> **PASSAGE SHOWN**

I recently received a bow I bought off ebay with the same thing. It is a 25th anniversary Black Widow take down MA. Shipped the limbs to BW and they determined that they can do nothing for me. I am going to try self repair. It would be my guess that the company does not want to take responsability if the limbs were to break again. I received some infromation from an old timer in the recurve industry. The guy told me that because of the new age of compounds glue was being bought up at the time. He stated that good quality glue at the time late 70's early 80's was hard to come by hence delaminating. If anyone knows of a matching set of Autumn Oak MA limbs for a reasonable price I would be interested. Let me know via E mail for I do not get on here much. [email protected]


----------



## WindWalker (Jan 23, 2005)

As a former eBay seller and still a buyer, I suggest you re-read the seller's stipulated warranty/guarantee and look for conditions of warranty/guarantee elsewhere in the seller's ad.

If the seller indicated he/she warranted the bow against any type of failure or you finding flaws within the 7-day period, and the seller did not set any conditions such as "wait and see what Black Widow says," or that the bow must be inspected by him/her or any other party to determine what may have caused the failure, you are being too nice of a buyer. 

If the seller did not set any specific conditions of warranty, you email the seller and tell him/her that you want your money back, no, ifs, ands, or buts, or you will file a complaint with eBay. If the seller is a longtime eBay seller, he/she will not want to lose their selling status (banned). If the seller is new and/or has only sold items a few times, the seller probably won't care about being banned.

> **ITEMS**
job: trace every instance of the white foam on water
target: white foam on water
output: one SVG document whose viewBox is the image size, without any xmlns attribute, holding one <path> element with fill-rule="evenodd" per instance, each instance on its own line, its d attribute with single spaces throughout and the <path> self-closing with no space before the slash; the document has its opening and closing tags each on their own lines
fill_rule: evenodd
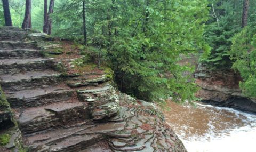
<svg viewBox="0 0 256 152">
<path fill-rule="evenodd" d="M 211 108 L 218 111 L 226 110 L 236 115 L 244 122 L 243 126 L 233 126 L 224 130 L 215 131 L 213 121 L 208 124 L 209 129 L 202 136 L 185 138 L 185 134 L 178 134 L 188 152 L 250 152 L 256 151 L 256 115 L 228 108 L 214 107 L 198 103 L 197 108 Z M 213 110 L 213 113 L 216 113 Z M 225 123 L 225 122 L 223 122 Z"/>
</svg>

...

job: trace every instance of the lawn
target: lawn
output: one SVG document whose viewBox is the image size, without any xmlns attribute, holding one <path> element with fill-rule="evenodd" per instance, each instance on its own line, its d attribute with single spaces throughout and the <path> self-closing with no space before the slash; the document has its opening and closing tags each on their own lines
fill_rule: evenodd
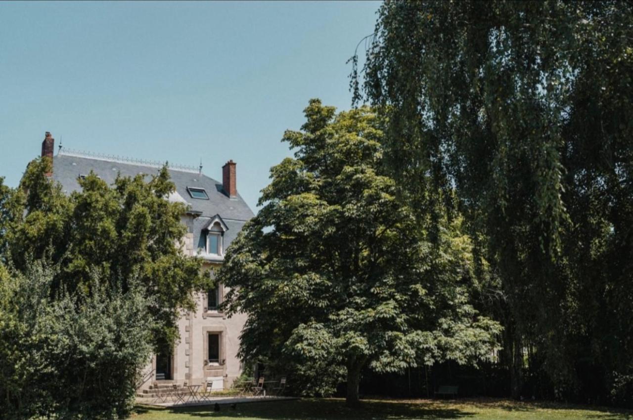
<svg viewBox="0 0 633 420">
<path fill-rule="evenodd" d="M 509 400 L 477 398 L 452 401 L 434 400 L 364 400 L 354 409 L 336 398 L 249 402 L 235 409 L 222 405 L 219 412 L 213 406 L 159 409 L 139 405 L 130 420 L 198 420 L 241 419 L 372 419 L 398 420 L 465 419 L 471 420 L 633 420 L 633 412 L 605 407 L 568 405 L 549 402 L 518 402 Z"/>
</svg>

> **WRITTEN TASK**
Answer these questions from the forum thread about the bow bought on eBay:
(a) What bow did the first poster receive?
(b) According to the old timer, during what years was good quality glue hard to come by?
(c) Within what period of days does WindWalker mention the buyer finding flaws?
The records play no part in what is asked here.

> **SOLUTION FOR THIS EXERCISE**
(a) A 25th anniversary Black Widow take down MA.
(b) The late 70's and early 80's.
(c) A 7-day period.